### Задание 1
Пожалуйста, выпишите из записей ниже все строки, где встречается слово «clothing».

### Фрагмент документа
Но не злоба на «прежних», «наших» мучила Достоевского в те два дня, когда после приговора он готовился к отправке в Сибирь. Сводила с ума лишь одна мысль: «Неужели никогда я не возьму пера в руки?.. Боже мой! Сколько образов, выжитых, созданных мною вновь, погибнет, угаснет в моей голове или отравой в крови разольется! Да, если нельзя будет писать, я погибну. Лучше пятнадцать лет заключения и перо в руках».

В день отъезда, 24 декабря, ему разрешили попрощаться с братом. Одетый по-дорожному, в полушубок и валенки, Ф. М. был приведен в комендантский дом. Он искренне радовался, что брат не пострадал и находится рядом со своим семейством. Mich-Mich, а с ним и Милюков (он оставит воспоминания об этом свидании) не услышали ни слова жалобы — напротив, узник тепло отзывался о коменданте крепости, который чем мог облегчал положение арестантов. Ни слова не было сказано о строгости суда или о суровости приговора. У Михаила в глазах стояли слезы, дрожали губы, а младший брат, каторжник, утешал его: «И в каторге не звери, а люди, может, еще и лучше меня... Выйду из каторги — писать начну. В эти месяцы я много пережил, в себе-то самом много пережил, а там впереди-то что увижу и переживу, — будет о чем писать».

В страданиях приговоренного к смерти он готов был видеть сюжет для биографии персонажа. В каторжном остроге надеялся обрести темы будущих сочинений, ради которых имело смысл перенести все испытания. Конечно, это была страсть, мономания, род недуга. Но когда эта страсть оказывалась сильнее страданий, судьба вдруг являла к нему дивную благосклонность. И только Михаил был способен понять весь ужас положения: в течение четырех лет его брату, призванному писать, отныне разрешалось только читать.

М. М. Достоевский и Милюков, выйдя из крепости, остановились у тех ворот, откуда должны были выехать осужденные. Милюков запомнил время: на крепостной колокольне куранты проиграли девять вечера, когда в воротах показались ямские сани: арестант в кандалах сидел рядом с жандармом. Все происходило согласно предписанию: «Преступников Дурова, Достоевского и Ястржембского, назначенных к отправлению сего числа вечером в Тобольск, закованными, выдать их назначенному для сопровождения поручику фельдъегерского корпуса Прокофьеву и из списков об арестованных по равелину исключить».

### Исходные данные
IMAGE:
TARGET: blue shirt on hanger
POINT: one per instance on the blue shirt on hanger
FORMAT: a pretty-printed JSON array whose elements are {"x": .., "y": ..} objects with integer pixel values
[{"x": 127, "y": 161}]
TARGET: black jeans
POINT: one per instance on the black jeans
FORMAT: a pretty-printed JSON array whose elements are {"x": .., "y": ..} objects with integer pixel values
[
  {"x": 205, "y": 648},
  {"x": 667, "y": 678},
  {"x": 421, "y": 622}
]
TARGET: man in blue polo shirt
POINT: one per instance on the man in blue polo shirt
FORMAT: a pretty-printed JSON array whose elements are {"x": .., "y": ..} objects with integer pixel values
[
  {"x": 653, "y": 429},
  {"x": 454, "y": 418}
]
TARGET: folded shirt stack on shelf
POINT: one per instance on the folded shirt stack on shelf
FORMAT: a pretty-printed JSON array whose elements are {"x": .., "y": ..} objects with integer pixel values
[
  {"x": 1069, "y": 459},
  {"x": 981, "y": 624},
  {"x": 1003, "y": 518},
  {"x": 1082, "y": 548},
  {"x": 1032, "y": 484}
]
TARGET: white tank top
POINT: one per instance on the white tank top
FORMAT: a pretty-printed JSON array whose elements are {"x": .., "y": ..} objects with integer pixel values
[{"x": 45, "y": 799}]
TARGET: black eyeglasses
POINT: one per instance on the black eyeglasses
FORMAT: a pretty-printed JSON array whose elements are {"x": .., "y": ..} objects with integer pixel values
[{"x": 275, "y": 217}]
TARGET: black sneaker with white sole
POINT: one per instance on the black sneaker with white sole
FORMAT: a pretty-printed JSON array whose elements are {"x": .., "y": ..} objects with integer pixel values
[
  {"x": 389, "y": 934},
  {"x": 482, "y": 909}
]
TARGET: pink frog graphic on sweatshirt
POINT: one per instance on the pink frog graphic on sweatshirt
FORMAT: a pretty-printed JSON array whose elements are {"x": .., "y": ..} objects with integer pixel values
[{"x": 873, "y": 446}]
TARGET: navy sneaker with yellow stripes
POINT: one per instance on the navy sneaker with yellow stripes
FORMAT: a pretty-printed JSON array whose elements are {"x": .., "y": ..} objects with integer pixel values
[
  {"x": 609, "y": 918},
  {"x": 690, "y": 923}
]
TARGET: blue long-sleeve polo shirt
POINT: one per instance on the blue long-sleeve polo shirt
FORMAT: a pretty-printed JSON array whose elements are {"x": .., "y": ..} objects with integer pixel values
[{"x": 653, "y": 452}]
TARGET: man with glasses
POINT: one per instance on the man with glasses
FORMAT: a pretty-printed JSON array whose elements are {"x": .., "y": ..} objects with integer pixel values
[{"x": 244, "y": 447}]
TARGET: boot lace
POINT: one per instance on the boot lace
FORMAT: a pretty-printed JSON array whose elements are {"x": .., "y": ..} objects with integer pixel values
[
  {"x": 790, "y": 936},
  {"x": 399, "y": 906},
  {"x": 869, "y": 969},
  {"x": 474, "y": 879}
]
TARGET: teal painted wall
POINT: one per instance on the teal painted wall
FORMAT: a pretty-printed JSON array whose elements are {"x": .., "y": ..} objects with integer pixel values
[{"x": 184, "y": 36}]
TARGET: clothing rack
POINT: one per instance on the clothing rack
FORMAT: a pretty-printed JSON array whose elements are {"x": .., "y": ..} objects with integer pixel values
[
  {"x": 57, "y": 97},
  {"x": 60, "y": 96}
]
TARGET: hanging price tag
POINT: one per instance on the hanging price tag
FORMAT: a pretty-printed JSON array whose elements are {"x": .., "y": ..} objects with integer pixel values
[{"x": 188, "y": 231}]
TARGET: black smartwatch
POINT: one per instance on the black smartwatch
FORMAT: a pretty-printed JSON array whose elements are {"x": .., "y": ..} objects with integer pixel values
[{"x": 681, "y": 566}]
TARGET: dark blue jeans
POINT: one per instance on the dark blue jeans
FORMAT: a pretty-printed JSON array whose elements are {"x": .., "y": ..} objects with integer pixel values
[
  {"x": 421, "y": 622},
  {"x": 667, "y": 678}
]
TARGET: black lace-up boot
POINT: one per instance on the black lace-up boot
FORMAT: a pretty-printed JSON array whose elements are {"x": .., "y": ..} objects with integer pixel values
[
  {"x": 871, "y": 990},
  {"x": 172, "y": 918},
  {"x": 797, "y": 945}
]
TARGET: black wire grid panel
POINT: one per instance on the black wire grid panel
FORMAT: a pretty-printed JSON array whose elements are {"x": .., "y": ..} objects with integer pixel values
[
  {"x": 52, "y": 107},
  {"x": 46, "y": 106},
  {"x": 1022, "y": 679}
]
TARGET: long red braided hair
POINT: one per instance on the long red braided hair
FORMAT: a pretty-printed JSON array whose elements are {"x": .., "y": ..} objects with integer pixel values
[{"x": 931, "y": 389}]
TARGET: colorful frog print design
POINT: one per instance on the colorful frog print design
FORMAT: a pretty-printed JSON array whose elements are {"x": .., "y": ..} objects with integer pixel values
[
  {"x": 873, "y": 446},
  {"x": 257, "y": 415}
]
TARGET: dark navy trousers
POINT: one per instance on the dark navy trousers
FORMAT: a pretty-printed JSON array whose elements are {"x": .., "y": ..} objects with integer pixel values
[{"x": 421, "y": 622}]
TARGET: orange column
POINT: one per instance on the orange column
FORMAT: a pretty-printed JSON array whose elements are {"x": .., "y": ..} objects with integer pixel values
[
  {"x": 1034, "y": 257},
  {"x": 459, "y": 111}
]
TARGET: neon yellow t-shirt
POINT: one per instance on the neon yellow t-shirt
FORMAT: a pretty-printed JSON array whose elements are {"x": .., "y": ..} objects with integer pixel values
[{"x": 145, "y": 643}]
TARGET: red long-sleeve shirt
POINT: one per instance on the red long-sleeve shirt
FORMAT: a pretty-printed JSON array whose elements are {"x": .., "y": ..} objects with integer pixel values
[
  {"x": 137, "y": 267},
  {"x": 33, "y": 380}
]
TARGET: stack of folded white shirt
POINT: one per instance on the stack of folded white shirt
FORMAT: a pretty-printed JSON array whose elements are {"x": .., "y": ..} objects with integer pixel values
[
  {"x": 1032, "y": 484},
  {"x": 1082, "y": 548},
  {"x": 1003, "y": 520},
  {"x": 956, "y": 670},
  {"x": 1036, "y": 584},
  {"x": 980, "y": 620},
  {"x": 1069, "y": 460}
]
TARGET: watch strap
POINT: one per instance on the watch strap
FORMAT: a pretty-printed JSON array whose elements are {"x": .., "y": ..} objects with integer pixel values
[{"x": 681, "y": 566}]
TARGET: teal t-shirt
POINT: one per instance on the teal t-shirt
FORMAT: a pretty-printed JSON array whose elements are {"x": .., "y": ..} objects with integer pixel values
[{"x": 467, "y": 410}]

--

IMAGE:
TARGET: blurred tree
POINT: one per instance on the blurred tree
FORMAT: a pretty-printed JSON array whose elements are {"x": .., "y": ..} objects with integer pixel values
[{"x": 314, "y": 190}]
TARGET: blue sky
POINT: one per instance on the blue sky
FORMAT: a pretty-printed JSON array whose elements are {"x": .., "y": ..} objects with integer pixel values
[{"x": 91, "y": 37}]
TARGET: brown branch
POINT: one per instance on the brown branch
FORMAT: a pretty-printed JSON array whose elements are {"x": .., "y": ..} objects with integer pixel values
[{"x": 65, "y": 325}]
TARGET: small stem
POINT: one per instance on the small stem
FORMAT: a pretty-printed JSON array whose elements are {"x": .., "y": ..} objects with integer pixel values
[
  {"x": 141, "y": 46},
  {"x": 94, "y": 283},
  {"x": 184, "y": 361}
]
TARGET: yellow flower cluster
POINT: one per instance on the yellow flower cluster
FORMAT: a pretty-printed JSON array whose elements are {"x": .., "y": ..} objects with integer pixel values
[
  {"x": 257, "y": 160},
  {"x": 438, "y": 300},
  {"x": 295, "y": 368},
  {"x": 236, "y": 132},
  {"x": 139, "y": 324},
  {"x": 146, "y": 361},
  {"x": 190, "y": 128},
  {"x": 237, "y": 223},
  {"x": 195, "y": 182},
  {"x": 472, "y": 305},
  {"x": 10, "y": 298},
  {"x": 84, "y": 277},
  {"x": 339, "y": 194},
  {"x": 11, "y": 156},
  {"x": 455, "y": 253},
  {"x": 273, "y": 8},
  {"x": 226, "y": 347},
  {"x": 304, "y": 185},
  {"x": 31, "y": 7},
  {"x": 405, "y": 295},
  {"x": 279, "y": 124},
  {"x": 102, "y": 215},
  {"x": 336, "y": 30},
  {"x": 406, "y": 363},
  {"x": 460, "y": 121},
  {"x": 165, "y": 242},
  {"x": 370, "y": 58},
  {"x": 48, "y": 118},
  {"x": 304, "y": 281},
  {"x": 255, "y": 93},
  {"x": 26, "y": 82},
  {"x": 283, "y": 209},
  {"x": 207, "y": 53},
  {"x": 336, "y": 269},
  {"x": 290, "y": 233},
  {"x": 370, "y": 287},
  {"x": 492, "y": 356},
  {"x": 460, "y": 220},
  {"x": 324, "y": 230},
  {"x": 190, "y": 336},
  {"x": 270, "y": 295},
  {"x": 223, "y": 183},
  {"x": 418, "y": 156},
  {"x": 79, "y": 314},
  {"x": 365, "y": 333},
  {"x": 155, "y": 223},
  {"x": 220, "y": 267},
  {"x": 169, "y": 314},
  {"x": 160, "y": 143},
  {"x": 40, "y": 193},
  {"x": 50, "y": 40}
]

### Задание 2
По фрагменту о Достоевском выше ответьте на вопросы, пометив каждый ответ той же буквой.
(а) Какого числа Достоевскому разрешили попрощаться с братом?
(б) В какой город должны были отправить Дурова, Достоевского и Ястржембского?
(в) Сколько лет заключения Достоевский считал лучшим уделом, если при этом у него будет перо в руках?

### Ответ 1
TARGET: clothing rack
POINT: one per instance on the clothing rack

### Ответ 2
(а) 24 декабря.
(б) В Тобольск.
(в) Пятнадцать лет.